Excerpted passage>
■ ■ ■ ■

And the real water saving products like waterless urinals and gray water filtering are declared the devils work because the cities have no way of taxing the usage in your sewer.

 

 

 

 

 

 

 

Sep 13

Famous Toilets: NASA’s $19 Million Dollar Space Toilet

By expertplumbing | History , Trivia

Expensive, hard to use, and seemingly incapable of avoiding the pun “out of this world”, NASA’s Waste Collection System is known all over the world, at least in passing. Here’s the real story behind space toilets:


The easiest way to explain the Space Toilet is to not start with the toilet at all, but rather the wet shop-vac, which is much closer to the space toilet than an actual toilet is. You see, without gravity pulling everything down, anything will just tend to pool up, attached to whatever it last was. This problem, in NASA technical jargon as it relates to human waste, is called “lack of separation”, and the space toilet’s function is mostly to facilitate separation. And so, the space toilet is both the fanciest toilet in the world, but also the most advanced shop-vac, since their solution was to narrow the opening for waste and create meaningful suction.

1. Pooping in space is hard to do.

As far as using one is concerned, it’s conceptually as simple as literally vacuuming human waste into the system. Flip a switch, and fans start up and create a vacuum. Number 1 is pretty strait forward, and with a handy flexible tube attachment, it is nearly impossible to mess up aiming for guys (sorry ladies). Number 2 is entirely different, and in reality, usually requires hours and hours of practice for astronauts to get right. Astronauts actually have scheduled space pooping training sessions on the ground, because failure in space is a much worse mess to deal with, and nobody wants to be famous for defecating on multi-million dollar equipment and having bits float about the place (NASA’s term for these are “escapees”). Talk about potential for being a bad roommate.

■ ■ ■ ■

Tasks to carry out>
a. Reproduce everything in the passage on NASA's space toilet from "And the real" down to "in your sewer.".
b. Supply the text that follows the last sentence of the passage on NASA's space toilet.
The rows that come next are not needed.

Stored data entries
■ ■ ■ ■

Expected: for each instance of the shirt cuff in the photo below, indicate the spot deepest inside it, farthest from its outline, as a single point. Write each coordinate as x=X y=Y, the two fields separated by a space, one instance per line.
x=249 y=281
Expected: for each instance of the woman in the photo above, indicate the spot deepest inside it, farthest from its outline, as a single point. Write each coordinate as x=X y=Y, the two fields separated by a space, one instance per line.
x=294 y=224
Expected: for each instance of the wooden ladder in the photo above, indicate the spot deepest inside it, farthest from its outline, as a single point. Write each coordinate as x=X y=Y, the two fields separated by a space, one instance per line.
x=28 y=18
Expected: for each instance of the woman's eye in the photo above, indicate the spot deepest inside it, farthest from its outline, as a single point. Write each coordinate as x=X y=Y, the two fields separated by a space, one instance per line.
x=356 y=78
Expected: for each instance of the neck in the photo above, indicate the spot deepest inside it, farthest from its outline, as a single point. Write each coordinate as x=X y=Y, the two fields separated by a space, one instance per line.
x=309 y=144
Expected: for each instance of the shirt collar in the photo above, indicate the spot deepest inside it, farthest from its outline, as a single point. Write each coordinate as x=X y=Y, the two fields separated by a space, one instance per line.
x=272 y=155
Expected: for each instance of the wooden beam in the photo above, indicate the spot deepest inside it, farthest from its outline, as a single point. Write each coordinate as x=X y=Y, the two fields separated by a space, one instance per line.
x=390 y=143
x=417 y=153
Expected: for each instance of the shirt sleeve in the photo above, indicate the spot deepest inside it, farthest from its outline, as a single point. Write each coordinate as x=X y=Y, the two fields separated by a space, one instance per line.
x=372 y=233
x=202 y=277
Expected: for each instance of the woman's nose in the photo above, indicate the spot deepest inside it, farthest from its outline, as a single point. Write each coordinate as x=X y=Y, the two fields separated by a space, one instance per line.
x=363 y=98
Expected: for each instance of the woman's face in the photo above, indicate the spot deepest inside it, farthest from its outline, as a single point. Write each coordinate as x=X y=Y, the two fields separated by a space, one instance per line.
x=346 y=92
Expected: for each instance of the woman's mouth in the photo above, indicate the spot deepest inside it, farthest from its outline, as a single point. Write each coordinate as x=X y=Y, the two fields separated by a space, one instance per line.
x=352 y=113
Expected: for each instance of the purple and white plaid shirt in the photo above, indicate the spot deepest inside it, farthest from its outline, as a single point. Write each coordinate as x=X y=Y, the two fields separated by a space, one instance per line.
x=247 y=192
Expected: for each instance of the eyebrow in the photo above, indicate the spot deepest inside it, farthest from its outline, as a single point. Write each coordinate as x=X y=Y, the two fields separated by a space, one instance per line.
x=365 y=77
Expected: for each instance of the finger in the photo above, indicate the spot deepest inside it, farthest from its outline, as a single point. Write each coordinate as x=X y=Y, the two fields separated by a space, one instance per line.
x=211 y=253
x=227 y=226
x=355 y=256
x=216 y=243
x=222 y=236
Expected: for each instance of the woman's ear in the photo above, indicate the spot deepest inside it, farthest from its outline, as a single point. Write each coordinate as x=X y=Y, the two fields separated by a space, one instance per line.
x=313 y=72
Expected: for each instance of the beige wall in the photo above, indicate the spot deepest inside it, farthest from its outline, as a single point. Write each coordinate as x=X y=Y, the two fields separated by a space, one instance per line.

■ ■ ■ ■

Results for the exercise>
a.
And the real water saving products like waterless urinals and gray water filtering are declared the devils work because the cities have no way of taxing the usage in your sewer.

b.
2. There is no water or sewer system to tap into. Also, no atmosphere to rely on.

This is why space toilets are so complicated and expensive, like so many other things in space. This isn’t just a toilet, it’s a whole municipal water treatment system in miniature, that runs with minimal water, and can’t get oxygen or anything else from the atmosphere, and has to contain it’s smells perfectly. Really, zero gravity is probably the simplest problem for the engineers to solve with the device, and the only advantage being in space give you for this is all the free “cold” you could want.

3. Even though the Space Toilet is awkward to use, it beats the Apollo and Gemini systems.

Before the Space Toilet, there was the “Fecal Containment System” and “Urine Containment Device”.

Number 1:

The urine containment device is basically a disposable condom that attaches to a bag for collection, and ultimately then the urine is to be ejected into space.

apollo-urine-bag

The secret to Kevin Bacon making the “Constellation Ur-ine!” before things got crazy on Apollo 13.

Since engineers needed the connection to be snug, so to speak, they handed out the different sizes – Small, Medium, and Large and surveyed astronauts about which condom size fit the best. Naturally every one said Large every time, and eventually they actually had to start labeling them Large, Gigantic, and Humongous. Simply so astronauts wouldn’t end up with wet spacesuits out of stubborn pride. At least back then you could watch it spray out into space, which was apparently one of the more unexpectedly pretty things you could see in space.

Number 2:

An inverted hat shaped doggy-doo bag.

An inverted hat shaped doggy-doo bag, but for people. Classy.

The all the elegance of a plastic bag, with finger bags (called finger cots in the tech specs) for manipulation. Bonus: Since there is live bacteria that will swell and rupture the bag over a period of many hours, you have the dubious honor of getting to massage some germicidal gel into the bag when you are done. Well, at least you are an astronaut at a time when ticker-tape parades were a thing, so you got that to look forward to. Also, these things probably cost a fair bit of taxpayer money, so it’s sort of decadent for the user in a way. So it’s all in the frame of mind.

 

As you can see, what amounts to a multi-million dollar shop-vac is a step up, and thus the Space toilet is the ISS preferred choice.